What you are asked to do:
Replace every occurrence of "vertex pairs" in the listing below with "coordinate pairs", and reproduce the listing with nothing else changed.

Data entries:
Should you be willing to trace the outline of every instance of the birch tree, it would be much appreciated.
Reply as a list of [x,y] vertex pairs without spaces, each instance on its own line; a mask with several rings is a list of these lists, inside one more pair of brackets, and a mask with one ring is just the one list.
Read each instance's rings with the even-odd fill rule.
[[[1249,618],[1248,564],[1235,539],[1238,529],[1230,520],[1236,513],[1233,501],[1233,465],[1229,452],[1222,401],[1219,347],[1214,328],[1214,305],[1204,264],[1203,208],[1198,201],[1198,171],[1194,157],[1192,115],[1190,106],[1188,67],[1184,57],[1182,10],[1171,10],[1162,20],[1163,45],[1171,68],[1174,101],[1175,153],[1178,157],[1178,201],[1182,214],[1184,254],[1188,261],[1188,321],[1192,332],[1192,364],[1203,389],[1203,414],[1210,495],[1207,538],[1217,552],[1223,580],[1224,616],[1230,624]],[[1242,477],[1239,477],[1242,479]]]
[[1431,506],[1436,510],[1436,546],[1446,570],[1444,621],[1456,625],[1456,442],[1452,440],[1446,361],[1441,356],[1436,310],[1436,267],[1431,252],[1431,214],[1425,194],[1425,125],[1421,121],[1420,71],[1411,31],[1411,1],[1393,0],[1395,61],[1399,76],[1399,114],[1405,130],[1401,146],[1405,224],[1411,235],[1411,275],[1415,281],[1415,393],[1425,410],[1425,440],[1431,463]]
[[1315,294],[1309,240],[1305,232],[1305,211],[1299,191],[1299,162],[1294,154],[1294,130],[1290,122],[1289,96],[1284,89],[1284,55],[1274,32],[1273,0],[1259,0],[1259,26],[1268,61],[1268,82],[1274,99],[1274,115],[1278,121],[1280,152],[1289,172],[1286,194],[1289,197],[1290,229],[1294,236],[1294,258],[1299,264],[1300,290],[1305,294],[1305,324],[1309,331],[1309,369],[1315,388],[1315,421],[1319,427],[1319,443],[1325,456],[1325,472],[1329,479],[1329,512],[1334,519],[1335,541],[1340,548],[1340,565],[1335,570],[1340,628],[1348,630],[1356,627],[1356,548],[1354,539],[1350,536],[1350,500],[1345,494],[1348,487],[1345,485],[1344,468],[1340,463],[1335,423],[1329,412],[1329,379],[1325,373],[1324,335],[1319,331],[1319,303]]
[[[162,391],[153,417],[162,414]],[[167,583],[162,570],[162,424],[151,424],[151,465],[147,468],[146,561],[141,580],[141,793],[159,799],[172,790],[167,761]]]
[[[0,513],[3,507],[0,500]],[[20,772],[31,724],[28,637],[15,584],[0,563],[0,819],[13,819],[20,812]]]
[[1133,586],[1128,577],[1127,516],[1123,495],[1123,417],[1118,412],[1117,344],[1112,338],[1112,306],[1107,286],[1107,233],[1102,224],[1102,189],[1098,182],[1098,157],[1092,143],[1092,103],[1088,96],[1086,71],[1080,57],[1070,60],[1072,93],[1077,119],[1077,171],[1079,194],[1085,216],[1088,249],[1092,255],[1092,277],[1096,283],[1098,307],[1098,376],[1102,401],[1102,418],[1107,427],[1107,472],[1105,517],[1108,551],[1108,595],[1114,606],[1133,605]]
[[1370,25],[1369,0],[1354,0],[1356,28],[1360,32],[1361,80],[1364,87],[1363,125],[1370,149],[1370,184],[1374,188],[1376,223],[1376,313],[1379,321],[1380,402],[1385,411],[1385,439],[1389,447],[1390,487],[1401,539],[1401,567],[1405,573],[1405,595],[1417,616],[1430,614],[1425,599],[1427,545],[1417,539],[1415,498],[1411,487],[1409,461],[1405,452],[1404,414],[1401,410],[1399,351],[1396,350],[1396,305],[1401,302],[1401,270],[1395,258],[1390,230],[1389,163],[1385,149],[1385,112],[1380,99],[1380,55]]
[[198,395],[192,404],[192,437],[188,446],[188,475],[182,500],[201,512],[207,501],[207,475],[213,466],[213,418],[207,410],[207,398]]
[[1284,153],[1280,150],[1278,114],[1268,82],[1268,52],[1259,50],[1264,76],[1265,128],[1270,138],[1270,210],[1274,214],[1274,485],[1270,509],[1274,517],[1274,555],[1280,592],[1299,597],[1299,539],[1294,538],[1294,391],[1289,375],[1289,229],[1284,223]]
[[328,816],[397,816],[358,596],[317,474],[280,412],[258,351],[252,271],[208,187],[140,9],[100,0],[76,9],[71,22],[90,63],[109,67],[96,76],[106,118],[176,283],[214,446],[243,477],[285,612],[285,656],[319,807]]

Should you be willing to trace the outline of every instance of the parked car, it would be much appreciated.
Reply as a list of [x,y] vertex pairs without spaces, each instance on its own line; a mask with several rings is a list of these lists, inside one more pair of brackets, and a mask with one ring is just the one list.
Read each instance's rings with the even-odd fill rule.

Solution to this task:
Should you be willing to trace the outline of every instance of the birch tree, it would be much appreciated.
Reply as a list of [x,y] coordinate pairs without spaces, each instance on its own line; a mask with several rings is a list of these lists, inside one more pair of brackets, and a mask with one ring is just the one list.
Read each instance's rings with the even-odd fill rule.
[[[1249,618],[1248,564],[1235,539],[1238,529],[1230,520],[1236,513],[1233,501],[1233,465],[1229,452],[1222,401],[1219,347],[1214,328],[1214,305],[1204,264],[1203,208],[1198,201],[1198,171],[1194,157],[1192,115],[1190,106],[1188,67],[1184,57],[1182,10],[1171,10],[1162,20],[1163,45],[1171,68],[1174,101],[1175,153],[1178,157],[1178,201],[1182,214],[1184,254],[1188,261],[1188,321],[1192,332],[1192,364],[1203,389],[1203,414],[1210,495],[1207,538],[1217,552],[1223,580],[1224,616],[1230,624]],[[1242,477],[1239,477],[1242,479]]]
[[1431,506],[1436,510],[1436,546],[1446,570],[1444,621],[1456,625],[1456,442],[1452,440],[1446,361],[1441,356],[1436,310],[1436,267],[1431,252],[1431,214],[1425,194],[1425,125],[1421,121],[1420,71],[1411,31],[1411,1],[1393,0],[1395,61],[1399,76],[1399,114],[1405,130],[1401,146],[1405,224],[1411,235],[1411,275],[1415,281],[1415,393],[1425,410],[1425,440],[1431,463]]
[[1315,294],[1309,240],[1305,232],[1305,211],[1299,191],[1299,162],[1294,154],[1294,130],[1290,122],[1289,96],[1284,89],[1284,55],[1274,32],[1273,0],[1259,0],[1259,26],[1268,61],[1268,82],[1274,99],[1274,115],[1278,121],[1280,152],[1289,172],[1286,194],[1289,197],[1290,229],[1294,236],[1294,258],[1299,264],[1300,290],[1305,294],[1305,324],[1309,331],[1309,369],[1315,388],[1315,421],[1319,427],[1319,443],[1325,456],[1325,472],[1329,479],[1329,512],[1334,519],[1335,541],[1340,548],[1340,565],[1335,570],[1340,628],[1348,630],[1356,627],[1356,548],[1354,539],[1350,536],[1350,500],[1345,494],[1348,487],[1345,485],[1344,468],[1340,463],[1335,423],[1329,412],[1329,379],[1325,373],[1324,335],[1319,331],[1319,303]]
[[[162,391],[153,417],[162,414]],[[167,583],[162,570],[162,424],[151,424],[151,465],[147,468],[146,561],[141,580],[141,793],[159,799],[172,790],[167,761]]]
[[[0,513],[3,507],[0,500]],[[20,772],[31,724],[28,637],[15,584],[0,563],[0,819],[13,819],[20,812]]]
[[1133,586],[1128,577],[1127,516],[1123,495],[1123,417],[1118,412],[1117,344],[1112,338],[1112,306],[1107,286],[1107,233],[1102,224],[1102,189],[1098,182],[1098,157],[1092,143],[1092,103],[1088,96],[1086,71],[1080,57],[1070,60],[1072,93],[1077,119],[1077,171],[1079,194],[1085,216],[1088,249],[1092,255],[1092,277],[1096,283],[1098,307],[1098,376],[1102,401],[1102,418],[1107,427],[1107,472],[1105,517],[1108,551],[1108,595],[1114,606],[1133,605]]
[[1370,25],[1369,0],[1354,0],[1356,28],[1360,32],[1361,80],[1364,87],[1363,125],[1370,149],[1370,184],[1374,188],[1376,223],[1376,313],[1379,321],[1380,402],[1385,411],[1385,439],[1389,447],[1390,487],[1401,539],[1401,567],[1405,573],[1405,595],[1417,616],[1430,614],[1425,599],[1427,545],[1417,539],[1415,498],[1411,487],[1409,461],[1405,452],[1404,414],[1401,410],[1399,351],[1396,350],[1396,305],[1401,302],[1401,270],[1395,258],[1390,230],[1389,163],[1385,149],[1385,112],[1380,99],[1380,55]]
[[198,395],[192,404],[192,437],[188,446],[188,475],[182,500],[201,512],[207,501],[207,475],[213,466],[213,418],[207,410],[207,398]]
[[1284,153],[1280,150],[1278,114],[1268,82],[1268,52],[1259,50],[1264,76],[1265,128],[1270,138],[1270,210],[1274,214],[1274,485],[1270,509],[1274,517],[1274,555],[1280,592],[1299,597],[1299,539],[1294,538],[1294,391],[1289,375],[1289,229],[1284,223]]
[[328,816],[397,816],[358,596],[317,474],[280,412],[258,351],[252,271],[208,187],[140,9],[100,0],[76,9],[71,22],[90,63],[109,67],[96,76],[106,118],[176,283],[214,446],[243,477],[285,612],[285,656],[319,807]]

Should you be willing to trace the outline of every instance of the parked car, it would be much appreciated.
Reply as a list of [x,y] coordinate pairs without spaces, each instance on its own line; a mask with several rings is a list of these lists, inside one more pair of brackets, and a mask with one ring is just the one list.
Read each instance's rings with the even-odd fill rule.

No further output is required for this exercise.